**Source passage:**
Posted: Thursday, February 02, 2012 2:00 PM

John O'Connell/Capital Press
Becky Oliver, a research geneticist with the National Small Grains Germplasm Research Facility in Aberdeen, Idaho, labels a culture used in her research to aid in development of new cold-tolerant barley varieties.
Breeders seek strains high in tocotrienols to open up new barley acreage
By JOHN O'CONNELL
Capital Press
ABERDEEN, Idaho -- Recent discoveries made at the USDA's Small Grains and Potato Germplasm Research Unit could speed development of improved cold-tolerant barley lines and eventually expand the crop's winter production in Idaho.
While examining data on winter and spring barley varieties in a USDA laboratory in Wisconsin, former Aberdeen USDA research geneticist Eric Jackson noticed winter varieties were high in tocotrienols, members of the vitamin E family.
He asked fellow Aberdeen geneticist Becky Oliver to research the genetic sequence of HGGT -- an enzyme that helps assemble tocotrienols -- in a barley population she'd already been using to study vitamin E.
"People think of vitamin E as an antioxidant. They don't think of it as a cold-tolerance gene," Oliver said. "(Jackson) thinks the tocotrienols act as a protection mechanism to defend plant tissue against cold."
By comparing the sequences she identified, Oliver developed a marker for HGGT, which should help breeders promptly identify plants with the desirable vitamin E trait.
"If you have markers ... it really speeds up breeding by eliminating the undesirable types before you have to do field trials," Oliver said.
Oliver has also identified important sites within the gene's promoter, which determines the extent to which a gene is expressed.
She said new cold-tolerant lines could be developed, or cold tolerance could be incorporated into proven lines.
Based on the work by Oliver and Jackson, Gongshe Hu, barley breeder with the USDA facility, intends to start testing barley lines this year for cold tolerance.
"If they do show those kinds of cold-tolerance preferences, we will incorporate them into our winter barley breeding program," Hu said.
Nonetheless, resulting varieties could still be a decade away from commercial availability, Hu said.
"This is an interesting area we'd like to look at. Right now we are trying every effort we can to speed up the breeding process," Hu said.
Idaho's winter barley production is now confined to the Magic Valley, said Kelly Olson, administrator of the Idaho Barley Commission.
"That leaves a lot of the rest of the state not adapted to these varieties. Winter barley provides a lot of flexibility to the producer to be able to plant it in the fall," Olson said. "The research at Aberdeen, we believe, is really going to accelerate the pace we can release new varieties adapted to eastern Idaho winter conditions."
Oliver has also identified a genetic mutation in another Aberdeen barley line that could lead to development of seed that helps fight cancer.

(Collected data entries)
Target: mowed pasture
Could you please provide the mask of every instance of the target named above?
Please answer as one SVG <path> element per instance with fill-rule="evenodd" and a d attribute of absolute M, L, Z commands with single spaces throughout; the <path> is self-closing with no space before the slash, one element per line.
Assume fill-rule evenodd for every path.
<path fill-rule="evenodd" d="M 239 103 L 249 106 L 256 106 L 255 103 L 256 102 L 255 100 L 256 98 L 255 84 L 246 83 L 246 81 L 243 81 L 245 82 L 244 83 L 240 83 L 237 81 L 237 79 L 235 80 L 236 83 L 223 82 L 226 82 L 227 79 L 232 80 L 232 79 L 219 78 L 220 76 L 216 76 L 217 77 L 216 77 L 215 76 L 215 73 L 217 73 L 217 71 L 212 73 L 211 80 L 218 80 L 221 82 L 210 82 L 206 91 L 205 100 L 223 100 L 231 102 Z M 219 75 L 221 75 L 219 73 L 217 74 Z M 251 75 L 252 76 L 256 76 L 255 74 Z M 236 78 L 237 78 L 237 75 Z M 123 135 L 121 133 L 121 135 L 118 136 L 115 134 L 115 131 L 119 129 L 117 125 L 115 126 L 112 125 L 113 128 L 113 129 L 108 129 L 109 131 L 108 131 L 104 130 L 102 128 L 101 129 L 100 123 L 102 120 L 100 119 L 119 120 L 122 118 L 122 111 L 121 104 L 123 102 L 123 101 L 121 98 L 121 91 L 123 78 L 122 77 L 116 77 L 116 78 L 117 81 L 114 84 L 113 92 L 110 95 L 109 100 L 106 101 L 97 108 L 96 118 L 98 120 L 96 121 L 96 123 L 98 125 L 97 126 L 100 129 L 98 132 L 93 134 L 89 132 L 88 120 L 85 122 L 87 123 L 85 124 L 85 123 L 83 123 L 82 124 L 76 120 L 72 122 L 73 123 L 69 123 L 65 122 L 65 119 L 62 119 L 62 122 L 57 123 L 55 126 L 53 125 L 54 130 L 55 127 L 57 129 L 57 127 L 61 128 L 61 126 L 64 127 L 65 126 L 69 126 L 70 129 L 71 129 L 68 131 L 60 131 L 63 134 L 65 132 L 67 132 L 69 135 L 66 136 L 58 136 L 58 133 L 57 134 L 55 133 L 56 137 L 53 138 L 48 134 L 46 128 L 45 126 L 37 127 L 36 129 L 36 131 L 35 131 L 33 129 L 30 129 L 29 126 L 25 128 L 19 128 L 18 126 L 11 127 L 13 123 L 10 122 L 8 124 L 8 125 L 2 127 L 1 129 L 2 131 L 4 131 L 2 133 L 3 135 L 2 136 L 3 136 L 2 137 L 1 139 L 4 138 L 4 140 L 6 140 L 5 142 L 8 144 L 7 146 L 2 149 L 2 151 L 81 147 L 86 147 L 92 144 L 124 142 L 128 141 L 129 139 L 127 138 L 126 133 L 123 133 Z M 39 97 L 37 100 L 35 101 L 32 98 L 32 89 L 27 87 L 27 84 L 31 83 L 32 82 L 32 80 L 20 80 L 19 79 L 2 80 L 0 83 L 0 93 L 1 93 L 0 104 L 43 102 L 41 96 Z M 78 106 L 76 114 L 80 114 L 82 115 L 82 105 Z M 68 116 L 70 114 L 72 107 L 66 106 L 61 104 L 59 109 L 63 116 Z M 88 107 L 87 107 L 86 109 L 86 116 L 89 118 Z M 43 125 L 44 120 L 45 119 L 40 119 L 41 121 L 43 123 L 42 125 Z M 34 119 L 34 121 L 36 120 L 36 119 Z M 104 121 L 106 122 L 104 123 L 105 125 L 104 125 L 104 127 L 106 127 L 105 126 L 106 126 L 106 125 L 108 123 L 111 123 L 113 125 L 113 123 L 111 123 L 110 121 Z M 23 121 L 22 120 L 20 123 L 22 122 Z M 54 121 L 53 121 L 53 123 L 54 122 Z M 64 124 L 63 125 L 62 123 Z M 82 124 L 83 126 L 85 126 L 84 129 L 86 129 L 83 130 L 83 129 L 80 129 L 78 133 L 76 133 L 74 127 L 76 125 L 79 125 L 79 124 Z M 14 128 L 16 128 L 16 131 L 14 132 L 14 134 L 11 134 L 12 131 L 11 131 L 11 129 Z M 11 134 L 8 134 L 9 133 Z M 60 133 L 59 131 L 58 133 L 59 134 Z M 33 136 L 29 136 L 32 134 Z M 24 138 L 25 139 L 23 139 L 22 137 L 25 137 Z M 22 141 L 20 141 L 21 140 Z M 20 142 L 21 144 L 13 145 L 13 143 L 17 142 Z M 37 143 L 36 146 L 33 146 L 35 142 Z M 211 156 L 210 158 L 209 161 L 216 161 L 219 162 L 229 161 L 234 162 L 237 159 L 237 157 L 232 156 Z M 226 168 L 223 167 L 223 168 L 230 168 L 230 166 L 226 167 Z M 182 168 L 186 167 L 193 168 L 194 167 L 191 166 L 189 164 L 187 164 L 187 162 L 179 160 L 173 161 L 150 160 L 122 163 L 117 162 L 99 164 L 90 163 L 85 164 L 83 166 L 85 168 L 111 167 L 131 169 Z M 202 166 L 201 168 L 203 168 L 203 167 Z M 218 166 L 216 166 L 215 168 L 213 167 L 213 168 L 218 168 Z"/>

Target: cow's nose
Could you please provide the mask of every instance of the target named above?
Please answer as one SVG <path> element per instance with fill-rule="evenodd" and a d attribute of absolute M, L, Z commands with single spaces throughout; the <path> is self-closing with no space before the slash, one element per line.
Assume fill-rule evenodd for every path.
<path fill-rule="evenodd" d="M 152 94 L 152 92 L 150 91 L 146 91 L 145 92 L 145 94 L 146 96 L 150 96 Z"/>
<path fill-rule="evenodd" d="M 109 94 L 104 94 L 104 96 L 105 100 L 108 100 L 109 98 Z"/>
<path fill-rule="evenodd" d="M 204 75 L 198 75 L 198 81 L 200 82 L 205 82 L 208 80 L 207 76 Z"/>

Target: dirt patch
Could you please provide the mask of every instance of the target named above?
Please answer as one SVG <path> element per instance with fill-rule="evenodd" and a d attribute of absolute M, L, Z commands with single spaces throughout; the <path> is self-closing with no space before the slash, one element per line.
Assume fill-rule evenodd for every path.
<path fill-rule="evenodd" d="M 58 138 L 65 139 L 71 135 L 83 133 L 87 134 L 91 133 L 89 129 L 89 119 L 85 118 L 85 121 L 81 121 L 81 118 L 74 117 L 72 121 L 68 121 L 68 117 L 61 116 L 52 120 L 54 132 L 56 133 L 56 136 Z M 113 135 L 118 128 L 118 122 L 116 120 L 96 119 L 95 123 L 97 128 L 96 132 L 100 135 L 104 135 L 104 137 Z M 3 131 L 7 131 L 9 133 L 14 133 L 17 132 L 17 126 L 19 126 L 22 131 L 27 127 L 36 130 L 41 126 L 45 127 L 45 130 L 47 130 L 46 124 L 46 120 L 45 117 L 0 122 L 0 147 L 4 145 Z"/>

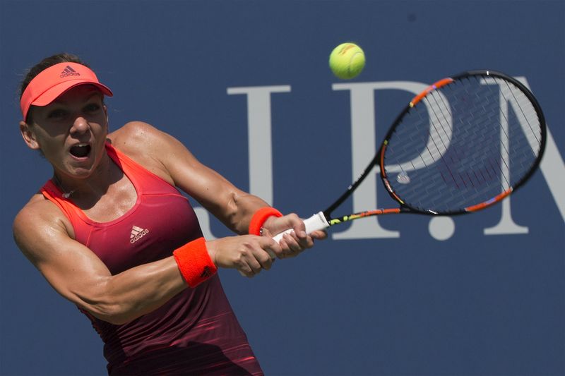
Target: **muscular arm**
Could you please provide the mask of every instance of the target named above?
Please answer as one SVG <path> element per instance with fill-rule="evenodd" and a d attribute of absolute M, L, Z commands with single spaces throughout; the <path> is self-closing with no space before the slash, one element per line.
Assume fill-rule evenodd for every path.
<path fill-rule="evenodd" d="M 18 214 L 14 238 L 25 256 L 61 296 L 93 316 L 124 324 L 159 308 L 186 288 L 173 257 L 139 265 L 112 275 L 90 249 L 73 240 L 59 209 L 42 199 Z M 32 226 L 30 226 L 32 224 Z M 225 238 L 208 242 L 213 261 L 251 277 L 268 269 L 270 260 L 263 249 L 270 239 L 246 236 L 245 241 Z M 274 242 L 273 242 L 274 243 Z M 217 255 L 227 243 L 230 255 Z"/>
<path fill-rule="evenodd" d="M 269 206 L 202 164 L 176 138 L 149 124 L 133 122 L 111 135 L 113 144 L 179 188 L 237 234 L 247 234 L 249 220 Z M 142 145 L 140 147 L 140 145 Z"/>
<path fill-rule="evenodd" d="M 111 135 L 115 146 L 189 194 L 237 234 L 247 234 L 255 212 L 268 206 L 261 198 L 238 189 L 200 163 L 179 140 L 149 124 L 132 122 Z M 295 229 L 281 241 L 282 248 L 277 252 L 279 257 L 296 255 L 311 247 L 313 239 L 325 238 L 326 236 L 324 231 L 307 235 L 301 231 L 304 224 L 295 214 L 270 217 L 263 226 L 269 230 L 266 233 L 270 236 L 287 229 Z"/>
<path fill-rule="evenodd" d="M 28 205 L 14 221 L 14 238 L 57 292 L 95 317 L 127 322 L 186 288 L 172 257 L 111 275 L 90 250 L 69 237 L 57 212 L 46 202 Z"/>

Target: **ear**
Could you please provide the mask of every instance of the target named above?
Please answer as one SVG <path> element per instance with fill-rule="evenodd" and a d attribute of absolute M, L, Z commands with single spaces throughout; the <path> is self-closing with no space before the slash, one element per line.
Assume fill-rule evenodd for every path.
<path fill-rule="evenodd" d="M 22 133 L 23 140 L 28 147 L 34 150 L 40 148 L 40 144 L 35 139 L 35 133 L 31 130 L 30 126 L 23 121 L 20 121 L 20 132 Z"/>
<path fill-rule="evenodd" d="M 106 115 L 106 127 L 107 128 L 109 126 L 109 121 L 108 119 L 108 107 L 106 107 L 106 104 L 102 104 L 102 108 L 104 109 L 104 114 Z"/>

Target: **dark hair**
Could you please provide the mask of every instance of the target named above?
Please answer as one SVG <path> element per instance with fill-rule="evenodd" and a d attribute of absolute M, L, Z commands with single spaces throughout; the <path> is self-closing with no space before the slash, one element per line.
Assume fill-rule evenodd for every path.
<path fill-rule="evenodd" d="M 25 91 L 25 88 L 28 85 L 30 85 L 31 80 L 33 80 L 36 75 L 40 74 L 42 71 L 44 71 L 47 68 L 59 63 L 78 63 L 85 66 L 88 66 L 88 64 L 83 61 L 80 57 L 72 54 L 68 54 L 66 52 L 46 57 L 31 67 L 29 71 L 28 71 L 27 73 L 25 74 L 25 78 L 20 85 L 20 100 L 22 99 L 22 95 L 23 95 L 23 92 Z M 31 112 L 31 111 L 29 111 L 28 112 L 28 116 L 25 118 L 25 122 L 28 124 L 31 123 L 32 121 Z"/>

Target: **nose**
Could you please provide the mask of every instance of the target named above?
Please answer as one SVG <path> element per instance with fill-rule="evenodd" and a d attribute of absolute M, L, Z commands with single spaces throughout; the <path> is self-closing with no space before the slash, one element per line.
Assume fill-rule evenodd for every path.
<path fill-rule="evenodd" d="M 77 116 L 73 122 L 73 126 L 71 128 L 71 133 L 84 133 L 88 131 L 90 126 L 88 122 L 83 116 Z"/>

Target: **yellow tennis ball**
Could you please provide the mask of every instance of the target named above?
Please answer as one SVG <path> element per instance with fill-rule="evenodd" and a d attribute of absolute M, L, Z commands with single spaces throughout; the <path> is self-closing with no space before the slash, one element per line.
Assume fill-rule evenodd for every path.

**Assigned task 1:**
According to the barley article, in what part of Idaho is winter barley production now confined?
**Assigned task 2:**
From the barley article, copy the words between "Based on the" and "Idaho Barley Commission.", inclusive.

**Worked solution 1:**
The Magic Valley.

**Worked solution 2:**
Based on the work by Oliver and Jackson, Gongshe Hu, barley breeder with the USDA facility, intends to start testing barley lines this year for cold tolerance.
"If they do show those kinds of cold-tolerance preferences, we will incorporate them into our winter barley breeding program," Hu said.
Nonetheless, resulting varieties could still be a decade away from commercial availability, Hu said.
"This is an interesting area we'd like to look at. Right now we are trying every effort we can to speed up the breeding process," Hu said.
Idaho's winter barley production is now confined to the Magic Valley, said Kelly Olson, administrator of the Idaho Barley Commission.